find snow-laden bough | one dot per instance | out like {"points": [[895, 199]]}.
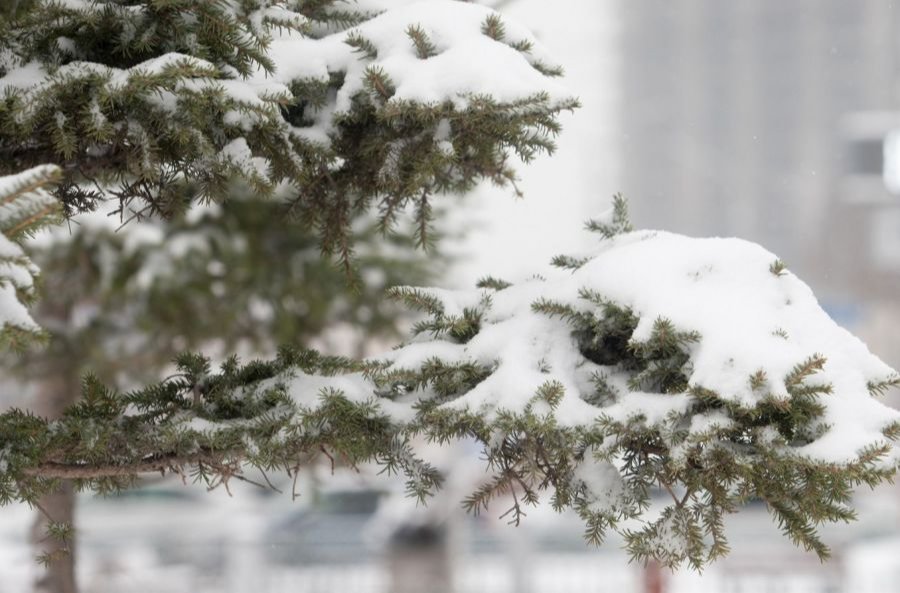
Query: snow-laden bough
{"points": [[699, 369]]}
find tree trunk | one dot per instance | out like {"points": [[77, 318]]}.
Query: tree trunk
{"points": [[54, 395], [653, 577]]}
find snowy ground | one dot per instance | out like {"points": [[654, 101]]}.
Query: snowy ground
{"points": [[193, 542]]}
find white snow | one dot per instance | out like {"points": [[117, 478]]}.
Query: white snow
{"points": [[721, 288], [21, 201]]}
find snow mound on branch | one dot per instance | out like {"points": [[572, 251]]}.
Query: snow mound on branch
{"points": [[467, 62], [750, 314], [23, 206]]}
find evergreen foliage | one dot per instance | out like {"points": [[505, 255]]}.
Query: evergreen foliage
{"points": [[569, 400], [593, 386], [161, 104]]}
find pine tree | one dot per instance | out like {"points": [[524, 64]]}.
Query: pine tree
{"points": [[698, 368]]}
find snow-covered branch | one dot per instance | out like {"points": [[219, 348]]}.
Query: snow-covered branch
{"points": [[697, 368]]}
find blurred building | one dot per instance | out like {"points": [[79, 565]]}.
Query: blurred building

■ ■ ■ ■

Starting at the line that contains "find white snow", output each remaining line of the listing, the last line included, exactly as it appears.

find white snow | one dot per instance | out like {"points": [[117, 478]]}.
Query: white snow
{"points": [[721, 288], [21, 201]]}
find snow mound on branch | one dot per instance | out like {"points": [[572, 251]]}.
Query: snow mound on branch
{"points": [[467, 62], [750, 314], [23, 206]]}
find evergreen foliage | one dot per instance | out like {"points": [[505, 255]]}.
Query: evergreen foliage
{"points": [[569, 400], [593, 386], [161, 104]]}
find pine tree | one dot per instance | out like {"points": [[524, 64]]}.
Query: pine tree
{"points": [[698, 368]]}
find snow-covered branch | one dot per instance | out like {"points": [[219, 348]]}.
Query: snow-covered branch
{"points": [[697, 368]]}
find blurred building | one dot per instance | out like {"points": [[79, 565]]}.
Query: blurred building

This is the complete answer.